[Written problem 1] In the travel and photography post, how long was the drive from Brisbane to Sydney?

--- BEGIN Text passage ---

Making/unmaking with a view to time.

This past month has been full.

I travelled up to the Gold Coast by plane, hung out with some pretty amazingly close friends for a couple of days, then joined up with a small group on a road trip.

The road trip saw us staying in Brisbane for 2 days and nights, then travelling the 13 hour drive down to Sydney, where I stayed at another friends place, and then completed the journey by heading back to Melbourne by plane.

Usually I just take my phone and end up with a generically passable selection of photos. This doesn’t bother me too much if it’s just friends and such and relatable to general social media uploads. I like the idea of travelling light. And usually aim for that.

This time I decided to take my SLR to try some ideas out and to make sure I kept up with my homework. Honestly, once again, I was reminded how little I use a bulky camera in a more social setting, but I did still manage to get off a few shots.

At the Gold Coast, the night time view from the hotel room was pretty lovely with the buildings framed by street and car tail lights. I have to admit the first day or two I took quite a few shots from the balcony of the lights at night time. I had in mind the current sketchbook assignment which was due within the week.


  1. Using any media you like, make a work or manipulate an image in such a way as to exhibit the process of making or unmaking as a quality of time or duration — from slow to fast, as a sequence of one thing after another, using repetition, or abrupt transitions or gaps and blanks, giving the effect of a single glance or a long slow stare or ?
  2. Using the same image, repeat the above two more times but differently each time.

Thinking about this assignment and the imagery, I was reminded of the little movies I used to take about 6 years ago.
So I am going to digress back for a bit, to revisit past experience, and to acknowledge how I arrived at the point I did with the assignment.

During a particularly disjointed and cloudy time of my life, I took an art pilgrimage to New York. It was an attempt to find myself, to spend time in uninterrupted artistic thought after 15 years of being a mother and wife. Part of this trip involved visiting and staying with an online friend I had met, who lived within the Mississippi area. This was during July/August of 2008.

On arrival, and once settled into the hotel room, my friend Joe, (who really loved his car, and driving around in it), insisted he show off the area he grew up in. I held my tiny, digital (filming capable) camera out the window, laughing at my new found sense of freedom, and enjoying the swishy and blended imagery of life speeding past in the form of trees, houses and paddocks around the back streets of Memphis, Tennessee.

I had already experienced this photographic style the summer before.

Being morbidly unhappy with almost everything at that time, I recall myself reflectively sitting by a campfire in Coffs Harbour, after a particularly rainy Woodford Folk Festival, as we had, it turned out, our last ever camping holiday together as a family unit.

I noticed the blueness of the trees on the very stormy nights. (It rained for the entire holiday, which did nothing to lighten anyone’s mood).

The colours certainly matched my own mood, and, taking photo’s prior to my USA trip, on that same tiny Olympus camera, I found, while looking through the lens at the stormy trees, my own personal issues reflected back to me. I found, if I moved the camera horizontally, I was creating an image which evoked the despondency of my dark moments, my growing sense of loneliness within a crowd, my very real and deep cry for more personal space, more solitude.

--- END Text passage ---
--- BEGIN Provided material ---

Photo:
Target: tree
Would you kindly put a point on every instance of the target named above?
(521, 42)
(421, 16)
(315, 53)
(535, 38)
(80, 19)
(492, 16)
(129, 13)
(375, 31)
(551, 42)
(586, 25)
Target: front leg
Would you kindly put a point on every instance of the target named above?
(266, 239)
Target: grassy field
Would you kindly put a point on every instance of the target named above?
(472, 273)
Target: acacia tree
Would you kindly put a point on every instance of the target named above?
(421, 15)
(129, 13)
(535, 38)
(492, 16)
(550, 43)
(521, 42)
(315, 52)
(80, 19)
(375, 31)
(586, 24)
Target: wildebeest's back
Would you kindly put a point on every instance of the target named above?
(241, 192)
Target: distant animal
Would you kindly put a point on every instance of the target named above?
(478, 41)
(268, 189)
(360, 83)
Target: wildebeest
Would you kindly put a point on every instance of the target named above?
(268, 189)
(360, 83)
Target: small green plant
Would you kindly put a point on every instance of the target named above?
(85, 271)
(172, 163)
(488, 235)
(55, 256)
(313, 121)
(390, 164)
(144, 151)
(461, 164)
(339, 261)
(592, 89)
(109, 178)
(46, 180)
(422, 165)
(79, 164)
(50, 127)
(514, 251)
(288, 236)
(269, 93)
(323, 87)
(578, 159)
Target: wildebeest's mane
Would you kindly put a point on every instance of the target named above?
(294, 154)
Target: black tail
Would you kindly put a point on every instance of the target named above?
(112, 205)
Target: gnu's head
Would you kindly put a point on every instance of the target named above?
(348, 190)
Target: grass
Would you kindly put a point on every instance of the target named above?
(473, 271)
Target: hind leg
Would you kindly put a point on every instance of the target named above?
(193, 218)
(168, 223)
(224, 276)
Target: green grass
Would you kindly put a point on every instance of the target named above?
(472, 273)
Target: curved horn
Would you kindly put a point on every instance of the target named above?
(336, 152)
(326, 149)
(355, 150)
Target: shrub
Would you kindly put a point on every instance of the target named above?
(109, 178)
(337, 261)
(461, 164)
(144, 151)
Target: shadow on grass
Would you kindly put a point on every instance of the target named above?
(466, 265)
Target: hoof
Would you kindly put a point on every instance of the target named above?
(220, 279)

--- END Provided material ---

[Written problem 2] Put the lines of the records that run from the line containing "Target: hoof" through the end of the records, both ends included, into a Markdown table with the columns Row and Record line, leaving out blank lines.

[Full output 1] 13 hours

[Full output 2]
| Row | Record line |
|---|---|
| 1 | Target: hoof |
| 2 | Would you kindly put a point on every instance of the target named above? |
| 3 | (220, 279) |